WORK ORDER: Every line below should be copied out exactly.

________________

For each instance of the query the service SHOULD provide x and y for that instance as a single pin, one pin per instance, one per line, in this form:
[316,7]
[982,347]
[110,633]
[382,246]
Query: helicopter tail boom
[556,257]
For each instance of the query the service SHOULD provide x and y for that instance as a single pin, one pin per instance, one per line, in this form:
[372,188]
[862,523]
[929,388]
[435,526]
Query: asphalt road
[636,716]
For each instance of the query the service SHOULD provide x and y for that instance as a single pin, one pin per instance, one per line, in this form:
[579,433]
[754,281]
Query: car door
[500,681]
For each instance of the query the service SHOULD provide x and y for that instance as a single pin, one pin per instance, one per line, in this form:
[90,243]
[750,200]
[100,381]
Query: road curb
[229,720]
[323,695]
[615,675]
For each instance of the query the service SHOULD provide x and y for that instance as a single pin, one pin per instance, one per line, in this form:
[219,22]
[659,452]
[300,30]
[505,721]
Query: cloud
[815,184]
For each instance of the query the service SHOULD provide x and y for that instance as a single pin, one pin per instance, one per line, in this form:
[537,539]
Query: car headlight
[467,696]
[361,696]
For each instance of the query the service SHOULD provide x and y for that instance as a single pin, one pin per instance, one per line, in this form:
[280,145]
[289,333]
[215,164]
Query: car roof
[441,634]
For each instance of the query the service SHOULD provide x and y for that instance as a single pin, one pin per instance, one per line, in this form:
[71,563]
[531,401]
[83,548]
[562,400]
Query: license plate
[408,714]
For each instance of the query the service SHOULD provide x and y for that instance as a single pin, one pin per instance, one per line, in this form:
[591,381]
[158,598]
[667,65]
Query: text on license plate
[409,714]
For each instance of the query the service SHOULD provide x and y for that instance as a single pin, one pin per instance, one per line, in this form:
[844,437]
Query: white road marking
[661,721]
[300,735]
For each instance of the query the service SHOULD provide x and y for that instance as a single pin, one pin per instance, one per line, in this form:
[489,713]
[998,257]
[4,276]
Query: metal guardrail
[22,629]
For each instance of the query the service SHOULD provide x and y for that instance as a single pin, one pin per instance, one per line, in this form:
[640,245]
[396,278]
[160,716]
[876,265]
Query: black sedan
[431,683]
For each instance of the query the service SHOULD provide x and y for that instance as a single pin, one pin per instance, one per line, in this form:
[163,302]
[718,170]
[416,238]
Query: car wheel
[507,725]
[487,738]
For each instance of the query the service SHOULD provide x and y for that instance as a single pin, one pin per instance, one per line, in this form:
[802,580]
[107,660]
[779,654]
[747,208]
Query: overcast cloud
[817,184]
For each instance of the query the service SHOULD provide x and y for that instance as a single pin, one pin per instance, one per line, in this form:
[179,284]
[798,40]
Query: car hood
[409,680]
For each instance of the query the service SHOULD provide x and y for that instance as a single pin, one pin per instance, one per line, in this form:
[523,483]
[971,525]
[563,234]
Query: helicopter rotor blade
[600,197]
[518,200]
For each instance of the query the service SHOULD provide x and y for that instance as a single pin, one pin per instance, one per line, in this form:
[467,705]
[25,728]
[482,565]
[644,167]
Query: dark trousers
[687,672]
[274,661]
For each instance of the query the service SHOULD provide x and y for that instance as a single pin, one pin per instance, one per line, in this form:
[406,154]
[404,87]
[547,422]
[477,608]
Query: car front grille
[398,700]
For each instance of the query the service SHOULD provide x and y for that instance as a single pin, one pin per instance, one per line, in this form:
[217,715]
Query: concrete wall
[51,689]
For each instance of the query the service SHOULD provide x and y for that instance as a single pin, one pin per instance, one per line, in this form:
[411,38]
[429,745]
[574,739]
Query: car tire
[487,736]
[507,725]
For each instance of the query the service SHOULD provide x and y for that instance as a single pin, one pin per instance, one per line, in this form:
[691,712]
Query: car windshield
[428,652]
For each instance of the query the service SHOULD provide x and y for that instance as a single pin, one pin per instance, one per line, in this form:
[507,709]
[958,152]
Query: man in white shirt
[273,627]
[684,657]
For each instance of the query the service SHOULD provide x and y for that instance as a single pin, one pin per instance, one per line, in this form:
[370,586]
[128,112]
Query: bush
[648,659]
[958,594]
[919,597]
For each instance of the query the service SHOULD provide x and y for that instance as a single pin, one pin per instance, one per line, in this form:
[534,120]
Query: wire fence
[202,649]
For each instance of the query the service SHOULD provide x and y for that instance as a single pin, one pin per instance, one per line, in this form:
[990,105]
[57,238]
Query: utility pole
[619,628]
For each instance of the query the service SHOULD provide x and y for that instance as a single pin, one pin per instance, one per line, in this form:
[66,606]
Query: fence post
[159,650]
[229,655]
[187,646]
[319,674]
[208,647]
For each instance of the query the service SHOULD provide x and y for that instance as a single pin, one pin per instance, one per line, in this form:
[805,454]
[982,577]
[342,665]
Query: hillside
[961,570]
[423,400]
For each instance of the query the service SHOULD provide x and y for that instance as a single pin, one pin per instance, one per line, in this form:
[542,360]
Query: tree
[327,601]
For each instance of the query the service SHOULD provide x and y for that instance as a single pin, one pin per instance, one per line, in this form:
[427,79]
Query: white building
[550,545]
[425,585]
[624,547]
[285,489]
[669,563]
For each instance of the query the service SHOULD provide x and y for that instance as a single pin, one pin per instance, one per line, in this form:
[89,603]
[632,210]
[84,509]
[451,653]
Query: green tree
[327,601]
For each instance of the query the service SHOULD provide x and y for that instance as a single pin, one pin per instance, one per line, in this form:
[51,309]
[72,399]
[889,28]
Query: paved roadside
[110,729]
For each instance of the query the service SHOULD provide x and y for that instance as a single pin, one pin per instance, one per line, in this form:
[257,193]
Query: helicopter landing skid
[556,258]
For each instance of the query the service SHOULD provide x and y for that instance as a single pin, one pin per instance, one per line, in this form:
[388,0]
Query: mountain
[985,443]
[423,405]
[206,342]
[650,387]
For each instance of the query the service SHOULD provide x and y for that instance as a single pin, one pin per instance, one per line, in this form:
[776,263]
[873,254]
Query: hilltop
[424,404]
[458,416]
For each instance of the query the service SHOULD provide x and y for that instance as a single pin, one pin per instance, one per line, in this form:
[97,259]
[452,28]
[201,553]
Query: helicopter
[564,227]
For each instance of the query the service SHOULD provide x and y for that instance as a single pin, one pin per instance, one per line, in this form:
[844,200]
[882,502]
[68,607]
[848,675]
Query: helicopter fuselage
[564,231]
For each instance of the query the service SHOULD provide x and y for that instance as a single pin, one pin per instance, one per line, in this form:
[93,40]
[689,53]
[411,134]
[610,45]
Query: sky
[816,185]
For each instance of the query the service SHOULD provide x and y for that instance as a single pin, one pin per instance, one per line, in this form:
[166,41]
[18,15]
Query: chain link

________________

RESPONSE AREA:
For each instance of the query the service SHOULD provide x and y for that instance as a single pin, one pin per instance, one per line, in this form:
[316,7]
[982,347]
[110,633]
[382,246]
Query: helicopter tail boom
[556,257]
For each instance of the query the service SHOULD provide x and y for that instance as a single pin, one pin per instance, one per line, in this form:
[372,188]
[862,523]
[929,388]
[435,526]
Query: asphalt road
[636,716]
For each instance of the query the service SHOULD provide x and y for that instance as a single pin, one pin per instance, one per line, in this form:
[579,433]
[754,281]
Query: car door
[500,681]
For each instance of the query the service SHOULD provide x and y for that instance as a single pin, one pin per instance, one per line, in this form:
[90,243]
[750,200]
[100,381]
Query: road curb
[229,720]
[323,695]
[615,675]
For each instance of the query the service SHOULD provide x and y for that instance as a single pin, one pin per instance, one per line, in this form:
[219,22]
[659,452]
[300,30]
[505,721]
Query: cloud
[815,184]
For each instance of the query the service SHOULD provide x and y for that instance as a single pin, one pin per instance, one per line, in this form:
[537,539]
Query: car headlight
[467,696]
[361,696]
For each instance of the query the service SHOULD provide x and y for that instance as a single pin, one pin per instance, one per line, in this form:
[280,145]
[289,333]
[215,164]
Query: car roof
[441,634]
For each instance of the query the service SHOULD provide x and y for that instance as a single pin, one pin per instance, one per line, in this form:
[71,563]
[531,401]
[83,548]
[562,400]
Query: license plate
[408,714]
For each instance of the query the service SHOULD provide x and y for that instance as a single pin, one pin per instance, one per line, in this form:
[591,381]
[158,598]
[667,65]
Query: text on license plate
[409,714]
For each instance of the query the service SHOULD provide x and y for that instance as a single pin, one pin per instance, one per line, in this form:
[844,437]
Query: white road marking
[661,721]
[300,735]
For each instance of the query the service SHOULD provide x and y for that instance as a single pin, one pin per instance, one per line, in this form:
[489,713]
[998,257]
[4,276]
Query: metal guardrail
[22,629]
For each instance of the query the service SHOULD provide x and y for that instance as a single pin, one pin per instance, one per line, in this form:
[640,245]
[396,278]
[160,716]
[876,265]
Query: black sedan
[431,683]
For each instance of the query the service SHOULD provide x and y for that instance as a single pin, one pin per instance, one per line, in this form:
[163,302]
[718,170]
[416,238]
Query: car wheel
[507,725]
[487,738]
For each instance of the query the service SHOULD provide x and y for that instance as a single pin, one pin per instance, one per line, in this form:
[802,580]
[107,660]
[779,654]
[747,208]
Query: overcast cloud
[817,184]
For each instance of the query the service SHOULD provide x and y for that instance as a single pin, one pin per instance, one per line, in this form:
[179,284]
[798,40]
Query: car hood
[409,680]
For each instance of the query the service SHOULD provide x and y for that instance as a single pin, one pin per instance, one per line, in this form:
[523,483]
[971,525]
[563,234]
Query: helicopter rotor blade
[600,197]
[518,200]
For each instance of the query the service SHOULD provide x and y for that instance as a single pin, one pin per instance, one per line, in this form:
[467,705]
[25,728]
[482,565]
[644,167]
Query: dark trousers
[687,672]
[274,661]
For each instance of the query the service SHOULD provide x and y for that instance as a single pin, one pin per instance, one per line, in this form:
[406,154]
[404,87]
[547,422]
[477,608]
Query: car front grille
[398,700]
For each instance of the query the service SHOULD provide x and y for that instance as a single pin, one pin per instance, one per line, in this form:
[217,715]
Query: concrete wall
[51,689]
For each instance of the query the service SHOULD provide x and y for that instance as a single pin, one pin per instance, one per line, in this form:
[411,38]
[429,745]
[574,739]
Query: car tire
[487,736]
[507,725]
For each instance of the query the service SHOULD provide x and y for that instance as a single pin, one pin per instance, one per line, in this form:
[691,712]
Query: car windshield
[428,652]
For each instance of the query the service SHOULD provide x and y for that instance as a single pin, one pin per instance, one per line, in this form:
[507,709]
[958,152]
Query: man in white shirt
[273,627]
[684,657]
For each instance of the query the service SHOULD provide x and y for that instance as a single pin, one pin per instance, one per line, in this form:
[370,586]
[128,112]
Query: bush
[648,659]
[958,594]
[919,597]
For each instance of the query the service SHOULD provide x and y for that instance as a single pin, one pin per instance, one per line, in this form:
[534,120]
Query: wire fence
[202,649]
For each instance of the query the service SHOULD provide x and y for that instance as a single pin, one pin per instance, one per line, in this form:
[990,105]
[57,238]
Query: utility pole
[619,628]
For each instance of the query the service SHOULD provide x and y for that instance as a single pin, one pin per instance, one per line, in this form:
[66,606]
Query: fence post
[159,650]
[229,655]
[187,646]
[319,674]
[208,647]
For each instance of the query the service SHOULD provide x and y for that instance as a single pin, one pin per instance, one per line, in this form:
[805,454]
[982,577]
[342,665]
Query: hillside
[961,570]
[423,400]
For each instance of the query the service SHOULD provide x and y for that instance as a single pin, one pin per instance, one per line, in this form:
[542,360]
Query: tree
[327,601]
For each instance of the query the service SHOULD provide x and y for that instance as a single pin, one pin per instance, one per line, in this form:
[427,79]
Query: white building
[550,545]
[425,585]
[624,547]
[285,489]
[669,563]
For each instance of the query the service SHOULD provide x and y for that instance as a single pin, one pin per instance, one per line, in this form:
[89,603]
[632,210]
[84,509]
[451,653]
Query: green tree
[327,601]
For each instance of the query the service SHOULD provide x and y for that instance as a single pin, one pin per instance, one per line, in this form:
[51,309]
[72,399]
[889,28]
Query: paved roadside
[110,729]
For each instance of the query the service SHOULD provide x and y for that instance as a single pin, one pin per instance, one per line, in this form:
[257,193]
Query: helicopter landing skid
[556,258]
For each instance of the query the service SHOULD provide x and y for that instance as a single pin, one pin per instance, one per line, in this form:
[388,0]
Query: mountain
[985,443]
[423,405]
[206,342]
[650,387]
For each instance of the query the service SHOULD provide x and y for that instance as a single pin, one pin per instance, one per line, in this form:
[776,263]
[873,254]
Query: hilltop
[424,404]
[458,416]
For each instance of the query the service SHOULD provide x and y for that instance as a single pin, one pin per instance, one per line, in this form:
[97,259]
[452,28]
[201,553]
Query: helicopter
[564,227]
For each instance of the query the service SHOULD provide x and y for that instance as a single pin, one pin per instance, one per line, in this form:
[844,200]
[882,502]
[68,607]
[848,675]
Query: helicopter fuselage
[564,231]
For each instance of the query the service SHOULD provide x and y for that instance as a single pin, one pin per instance, one per line, in this form:
[93,40]
[689,53]
[411,134]
[610,45]
Query: sky
[816,185]
For each instance of the query the service SHOULD provide x and y for that instance as a single pin, one pin per instance, one per line, in this form:
[166,41]
[18,15]
Query: chain link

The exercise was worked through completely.